• [WHAT NEEDS TO BE DONE]: Rename "Target" to "Label" everywhere it appears in the rows below, and reproduce every row with nothing else altered.

--- START OF ROWS ---

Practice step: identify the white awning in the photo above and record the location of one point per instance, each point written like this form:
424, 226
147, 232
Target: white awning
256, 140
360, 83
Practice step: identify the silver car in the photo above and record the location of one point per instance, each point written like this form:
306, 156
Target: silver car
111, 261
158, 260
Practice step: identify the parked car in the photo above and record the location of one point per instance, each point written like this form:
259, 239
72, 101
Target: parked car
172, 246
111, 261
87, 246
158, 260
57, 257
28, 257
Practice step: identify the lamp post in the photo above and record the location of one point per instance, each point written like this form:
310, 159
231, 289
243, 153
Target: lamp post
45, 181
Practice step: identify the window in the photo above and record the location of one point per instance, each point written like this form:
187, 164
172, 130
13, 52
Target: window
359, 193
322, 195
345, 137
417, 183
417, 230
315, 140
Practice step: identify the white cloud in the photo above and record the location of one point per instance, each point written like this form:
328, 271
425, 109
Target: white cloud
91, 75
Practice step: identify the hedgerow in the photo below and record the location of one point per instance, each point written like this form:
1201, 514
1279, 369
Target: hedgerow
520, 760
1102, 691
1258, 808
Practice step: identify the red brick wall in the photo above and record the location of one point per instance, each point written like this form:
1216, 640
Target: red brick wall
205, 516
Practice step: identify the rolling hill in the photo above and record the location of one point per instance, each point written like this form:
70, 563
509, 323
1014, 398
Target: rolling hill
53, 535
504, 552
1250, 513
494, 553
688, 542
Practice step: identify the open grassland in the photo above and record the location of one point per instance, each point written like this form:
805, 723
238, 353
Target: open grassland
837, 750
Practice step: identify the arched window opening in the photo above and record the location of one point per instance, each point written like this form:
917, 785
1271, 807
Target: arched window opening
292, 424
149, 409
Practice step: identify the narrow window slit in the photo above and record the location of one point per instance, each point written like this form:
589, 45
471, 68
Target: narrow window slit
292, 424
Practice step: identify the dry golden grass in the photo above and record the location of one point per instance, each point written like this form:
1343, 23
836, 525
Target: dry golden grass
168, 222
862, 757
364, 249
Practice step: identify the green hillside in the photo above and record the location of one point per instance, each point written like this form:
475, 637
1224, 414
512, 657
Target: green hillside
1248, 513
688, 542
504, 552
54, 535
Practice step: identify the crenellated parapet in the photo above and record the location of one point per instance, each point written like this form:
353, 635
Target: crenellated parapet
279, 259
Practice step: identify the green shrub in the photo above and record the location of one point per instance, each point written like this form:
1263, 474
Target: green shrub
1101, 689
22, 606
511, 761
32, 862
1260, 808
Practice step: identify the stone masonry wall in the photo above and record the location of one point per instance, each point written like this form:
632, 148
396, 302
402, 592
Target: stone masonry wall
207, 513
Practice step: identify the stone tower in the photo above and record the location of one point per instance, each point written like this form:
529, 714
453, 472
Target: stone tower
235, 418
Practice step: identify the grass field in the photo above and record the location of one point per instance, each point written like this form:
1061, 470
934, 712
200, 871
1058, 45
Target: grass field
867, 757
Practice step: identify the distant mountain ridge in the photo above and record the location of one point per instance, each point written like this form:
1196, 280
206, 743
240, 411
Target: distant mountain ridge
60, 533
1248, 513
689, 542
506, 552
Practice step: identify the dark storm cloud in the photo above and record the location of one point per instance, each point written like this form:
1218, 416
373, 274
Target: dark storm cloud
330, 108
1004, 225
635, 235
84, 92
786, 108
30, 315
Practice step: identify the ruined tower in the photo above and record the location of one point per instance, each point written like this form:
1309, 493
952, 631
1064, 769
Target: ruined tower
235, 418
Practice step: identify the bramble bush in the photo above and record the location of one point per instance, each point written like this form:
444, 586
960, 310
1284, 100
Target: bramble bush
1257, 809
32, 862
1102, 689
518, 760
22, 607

--- END OF ROWS ---

• [RESPONSE]:
Practice step: identify the white awning in the photo above and record the location of one point per instance, each point written like this form:
424, 226
147, 232
Label: white awning
256, 140
360, 83
Practice step: identify the silver car in the photo above and record the location of one point per instance, each point written like this form:
306, 156
Label: silver car
111, 261
158, 260
Practice step: identify the parked car in the photo above and record the location of one point per instance, each point written like this form:
259, 239
72, 101
Label: parked car
172, 246
111, 261
87, 246
158, 260
57, 257
28, 257
Practice step: identify the lamp post in the photo above and record the location of one point per instance, each point written like this form:
310, 159
231, 289
243, 153
Label: lamp post
45, 181
Practice step: identify the window in the photo above and record the location of one point per instance, each point written like this form:
187, 164
172, 130
13, 52
Label: window
359, 193
322, 195
345, 137
417, 183
417, 230
315, 140
Practice step: identify the white cloud in the photo above and record the location of one point per instance, each point written like this form:
328, 271
425, 109
Label: white cloud
91, 75
Practice step: identify the hedgerow in the photo below and record the location of one point per instance, each point written like this form:
1201, 514
1279, 369
Label: hedgerow
520, 760
1102, 691
1258, 808
Practice step: identify the red brick wall in the photo above and record the location of one point per instance, each point written like this form:
1216, 640
Label: red brick wall
205, 516
Practice step: identify the rolling hill in the photo above and record the location of one point per instance, each point written like this form:
70, 563
509, 323
1014, 398
Label: rolling hill
53, 535
504, 552
1250, 513
494, 553
688, 542
Practice step: identify the open grassland in the photo above and record the location of one point per instance, each point written like this form:
805, 723
238, 353
Label: open grassland
837, 750
Practice step: identify the arched window opening in the photo above and record the location of one point per instance, each point written like this form:
917, 785
1271, 807
Label: arched window opening
292, 424
149, 409
Practice step: identify the narrow window slit in the photo above and record the location of one point per instance, each point written like this form:
589, 45
471, 68
Label: narrow window slit
292, 424
Practice step: identify the dry golden grass in the photo above and record the location of one point per instance, each point written like this form:
1343, 23
836, 525
Label: dry golden grass
168, 222
862, 757
364, 249
Practice step: identify the green hillside in the photo above and record the location of one point per instance, each point written like this form:
475, 637
1224, 414
512, 657
Label: green hillside
1248, 513
688, 542
504, 552
54, 535
Practice step: identify the crenellated parapet in the photo above and record the location of one point per instance, each point written like this form:
353, 635
Label: crenellated parapet
279, 259
Practice step: identify the green shrub in the photo above and record the location of one point per instance, each point written like this form:
1263, 474
Label: green shrub
1101, 689
22, 606
511, 761
32, 862
1260, 808
Practice step: identify the stone masonry wall in the photo above and record the location of one point per instance, each point written like this form:
632, 148
396, 302
402, 592
Label: stone masonry wall
207, 513
Practice step: identify the stone tower in the photo above and record the location of one point per instance, each point written like this form:
529, 714
453, 472
Label: stone tower
235, 418
Practice step: identify the grass field in the photo above and record the location of one point per instance, each point written like this form:
1061, 470
934, 712
200, 871
1058, 45
Label: grass field
867, 757
Practice step: identify the distant mountain ridge in the photo above and record the location of one point per instance, each point written like this form:
1196, 280
206, 743
240, 411
Label: distant mountain ridge
60, 533
1248, 513
689, 542
506, 552
Practice step: identify the dark storm cloud in the photo above and record the location of one point per instance, each point written like this form:
1218, 416
373, 274
Label: dark storm cloud
330, 108
1004, 225
635, 235
84, 92
786, 108
30, 315
Practice step: identify the ruined tower in the photo above and record the location of one point per instance, each point written like this form:
1309, 493
952, 631
1064, 769
Label: ruined tower
235, 418
Practice step: identify the bramble bush in the photo above and record the location of one point per instance, each point written like this form:
444, 586
960, 310
1284, 100
Label: bramble bush
1257, 809
32, 862
1102, 689
518, 760
22, 607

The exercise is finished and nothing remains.